__Texte proposé__:
Je pense que les deux approches sont nécessaires et complémentaires, permettant de découvrir des domaines différents de cette pratique. Mais l’approche courte semble à retenir pour les DF publiques, où présentation et bilan prennent plus de temps qu’en atelier régulier, lorsque les participants sont déjà familiers avec la démarche.
On peut partir dans un deuxième temps de l’éveil des sensations en étant dans la position dans laquelle on est (et non pas se remettre en position neutre), cela amène une dynamique qui va vers la danse.
Le fait de partir de la position dans laquelle on se trouve spontanément au moment où l’on commence l’éveil, position non réfléchie, est aussi pour moi une position neutre, mais d’une autre sorte que de partir allongé.
Allongé, la position est neutre parce qu’elle ne mobilise aucun muscle en elle-même, et donc on peut observer la sensation qui émerge et voir en quoi elle mobilise notre corps.
Mais partir de la position où l’on est, assis ou debout, est une position neutre en ce sens qu’on n’a pas à la prendre, elle est là, fortuite, au moment où l’on commence l’éveil. Peut-on l’appeler « position spontanée de départ » ?
Cette deuxième façon de démarrer l’éveil permet peut-être un rapport plus immédiat et proche avec le spontané en nous, mais ne détermine pas forcément une dynamique qui va vers la danse. J’ai fait souvent l’éveil des sensations ou l’éveil des muscles en partant de la position allongée que j’avais choisie, et les mouvements qui venaient sont allés vers la danse au fil de la pratique. Simplement, ces jours-là, ma dynamique se mettait en branle dès le début et tout au long de la pratique.
!!!! Thème et mise en situation
On peut choisir une mise en situation du thème sensitif à la fin de l’éveil des sensations, et commencer la danse avec cette mise en situation.
A la fin de l’échauffement réalisé par l’éveil des sensations et/ou l’éveil des muscles, le choix du thème a besoin de s’orienter vers ce qui est le plus neutre et le plus sous-jacent à l’ensemble des retours verbaux, plus qu’à la sensation résultant de l’échauffement. Et ceci même si cette sensation est partagée par une majorité de participants. Il nous faut trouver un thème qui soit porteur tout en laissant une ouverture maximum.
Ainsi, le troisième jour, en choisissant : « l’ajustement », plutôt que : « l’apaisement/réunification », nous avons choisi le processus qui pour certains pouvait aller vers un apaisement et une réunification, mais qui était plus large au départ, en ouvrant les champs d’investigation.
Nos amis écrivains pourraient peut-être nous aider sur les tenants et aboutissants de la mise en situation dans la nouvelle. Je comprends la mise en situation comme une mise en présence et en rapport singulier d’au moins deux éléments. C’est une sorte de mise en scène minimale : le corps et le point d’appui, le danseur et le contenant, l’ajustement et ce à quoi je m’ajuste. Elle met ces deux éléments en situation d’agir, d’interagir, de choisir l’inaction etc.

__Données fournies__:

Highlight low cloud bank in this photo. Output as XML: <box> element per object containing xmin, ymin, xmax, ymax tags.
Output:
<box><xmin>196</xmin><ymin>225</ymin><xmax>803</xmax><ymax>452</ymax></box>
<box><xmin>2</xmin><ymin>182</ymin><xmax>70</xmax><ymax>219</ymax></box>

__Travail demandé__: Rédigez la suite du texte sur l'éveil des sensations et la mise en situation dans la pratique de la danse, à partir de sa dernière phrase. Ces données proviennent d'une source différente de celle du texte.

__Résultat__:
Bien sûr, jusqu’à présent en DF, lorsque nous prenions un thème et que nous l’explorions en danse, il s’agissait déjà du rapport du danseur avec le sujet de ce thème. Mais là, nous avons commencé à préciser ce rapport avec une question : qu’est-ce qu’il se passe lorsqu’un corps rencontre un point d’appui ? Quel rapport le danseur entretient-il avec un contenant ? A quoi je m’ajuste au juste ? Poser une question concernant une action ou un événement possibles, c’est donner une direction minimale : cela exerce un tout petit changement, une déclinaison que l’on ne perçoit pas mais qui est propice « à la rencontre des corps dans le vide » (j’écoutais cela ce matin à propos du clinamen, ce mouvement aléatoire et indéterminé qui selon Epicure permet aux atomes de s’entrechoquer). Par ce procédé, on va il me semble, de l’exploration du thème vers un agissement, naissant ou ne naissant pas, de cette mise en situation.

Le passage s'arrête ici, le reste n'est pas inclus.